» Given text:
Despite our efforts to protect our proprietary rights, unauthorized parties may attempt to copy aspects of our products or to obtain and use information that we regard as proprietary. Policing unauthorized use of our products is difficult, and while we are unable to determine the extent to which piracy of our software products exists, software piracy can be expected to be a persistent problem. Our means of protecting our proprietary rights may not be adequate and our competitors may independently develop similar technology, duplicate our products or design around our proprietary intellectual property.
 
SALES AND FINANCING ACTIVITIES

We have been in the business of selling, leasing, financing, providing procurement, document management and asset management software and managing information technology and various other assets for over ten years and currently derive the majority of our revenues from such activities.
 
IT Sales and Professional Services. We are an authorized reseller of, or have the right to resell products and services from, over 400 manufacturers. Our larger manufacturer relationships include HP, IBM, Cisco, and Microsoft Corporation. Tech Data and Ingram Micro, Inc. are our largest distributors. We have multiple vendor engineering certifications that authorize us to market their products and enable us to provide advanced professional services. Our flexible platform and customizable catalogs facilitate the addition of new vendors with a minimal incremental effort. Using the distribution systems available, we usually sell products that are shipped from the distributors or suppliers directly to our customer's location, which allows us to keep our inventory of any product to a minimum. The products we sell typically have payment account terms ranging from payment in advance, by credit card, due upon delivery, or up to a maximum 90 days to pay, depending on the customer’s credit and payment structuring.

 
Leasing and Financing. Our leasing and financing transactions generally fall into two categories: direct financing and operating leases. Direct financing transfers substantially all of the benefits and risks of equipment ownership to the customer. Operating leases consist of all other leases that do not meet the criteria to be direct financing or sales-type leases. Our lease transactions include true leases and installment sales or conditional sales contracts with corporations, non-profit entities and municipal and federal government contractors. Substantially all of our lease transactions are net leases with a specified non-cancelable lease term. These non-cancelable leases have a provision which requires the lessee to make all lease payments without offset or counterclaim. A net lease requires the lessee to make the full lease payment and pay any other expenses associated with the use of equipment, such as maintenance, casualty and liability insurance, sales or use taxes and personal property taxes. We primarily lease computers, associated accessories and software, communication-related equipment, medical equipment, industrial-related machinery and equipment, office furniture and general office equipment, transportation equipment, and other general business equipment. In anticipation of the expiration of the term of a lease, we initiate the remarketing process for the related equipment. Our goal is to maximize revenues on the remarketing effort by either (1) releasing or selling the equipment to the initial lessee, (2) renting the equipment to the initial lessee on a month-to-month basis, or (3) selling or leasing the equipment to an equipment broker or a different customer. The remarketing process is intended to enable us to recover or exceed the original estimated residual value of the leased equipment. Any amounts received over the estimated residual value less any commission expenses become profit margin to us and can significantly impact the degree of profitability of a lease transaction.

» Data provided:
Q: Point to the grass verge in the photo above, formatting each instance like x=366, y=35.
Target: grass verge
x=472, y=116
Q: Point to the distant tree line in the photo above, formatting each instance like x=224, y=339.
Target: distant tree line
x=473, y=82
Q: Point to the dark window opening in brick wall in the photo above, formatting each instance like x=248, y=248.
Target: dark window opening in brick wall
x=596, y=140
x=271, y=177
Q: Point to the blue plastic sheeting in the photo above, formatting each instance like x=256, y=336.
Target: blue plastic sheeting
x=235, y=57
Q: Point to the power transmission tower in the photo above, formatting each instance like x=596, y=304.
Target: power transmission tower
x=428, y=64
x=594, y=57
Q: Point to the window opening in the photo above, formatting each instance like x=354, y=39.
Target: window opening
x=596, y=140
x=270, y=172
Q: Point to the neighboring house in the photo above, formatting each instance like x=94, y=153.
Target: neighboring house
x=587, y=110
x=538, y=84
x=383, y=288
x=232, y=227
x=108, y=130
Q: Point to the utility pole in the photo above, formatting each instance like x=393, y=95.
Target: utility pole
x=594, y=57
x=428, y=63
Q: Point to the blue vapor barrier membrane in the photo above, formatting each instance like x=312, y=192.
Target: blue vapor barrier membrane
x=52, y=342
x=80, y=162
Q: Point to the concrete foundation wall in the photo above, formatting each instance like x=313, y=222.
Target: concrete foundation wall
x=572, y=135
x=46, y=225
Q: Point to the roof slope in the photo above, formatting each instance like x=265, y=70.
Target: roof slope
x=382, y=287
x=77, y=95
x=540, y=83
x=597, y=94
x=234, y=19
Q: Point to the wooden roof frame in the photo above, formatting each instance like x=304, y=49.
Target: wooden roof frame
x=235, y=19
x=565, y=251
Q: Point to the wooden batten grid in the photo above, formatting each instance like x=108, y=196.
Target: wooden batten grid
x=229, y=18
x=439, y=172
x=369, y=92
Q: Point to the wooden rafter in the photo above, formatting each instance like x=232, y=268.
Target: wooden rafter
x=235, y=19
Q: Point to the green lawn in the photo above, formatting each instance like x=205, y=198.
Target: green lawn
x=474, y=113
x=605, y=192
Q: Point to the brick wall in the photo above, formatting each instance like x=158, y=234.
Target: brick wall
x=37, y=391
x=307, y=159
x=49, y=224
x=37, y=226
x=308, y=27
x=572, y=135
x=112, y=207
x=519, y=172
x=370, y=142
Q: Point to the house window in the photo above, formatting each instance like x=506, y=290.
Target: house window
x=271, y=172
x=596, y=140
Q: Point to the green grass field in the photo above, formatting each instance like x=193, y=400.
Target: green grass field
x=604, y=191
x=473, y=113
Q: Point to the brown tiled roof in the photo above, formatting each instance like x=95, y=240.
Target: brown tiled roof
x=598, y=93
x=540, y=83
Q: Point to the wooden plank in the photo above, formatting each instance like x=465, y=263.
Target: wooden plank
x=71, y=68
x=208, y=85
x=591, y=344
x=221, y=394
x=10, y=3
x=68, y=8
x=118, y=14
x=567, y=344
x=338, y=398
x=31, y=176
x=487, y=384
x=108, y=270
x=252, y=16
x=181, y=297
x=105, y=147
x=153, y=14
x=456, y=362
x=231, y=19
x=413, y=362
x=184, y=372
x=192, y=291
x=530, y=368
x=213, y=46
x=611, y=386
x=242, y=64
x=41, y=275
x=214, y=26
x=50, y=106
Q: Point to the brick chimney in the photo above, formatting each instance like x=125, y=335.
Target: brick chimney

» Problem to solve:
Check each statement against the passage on sales, leasing and financing, and answer yes or no with the words of the passage that decide it.
1. The company usually keeps a large inventory of the products it sells.
2. Tech Data and Ingram Micro, Inc. are the company's largest distributors.
3. Under a net lease, the lessee pays for maintenance and insurance on the equipment.

» Expected answer:
1. No: "which allows us to keep our inventory of any product to a minimum"
2. Yes: "Tech Data and Ingram Micro, Inc. are our largest distributors."
3. Yes: "A net lease requires the lessee to make the full lease payment and pay any other expenses associated with the use of equipment, such as maintenance, casualty and liability insurance"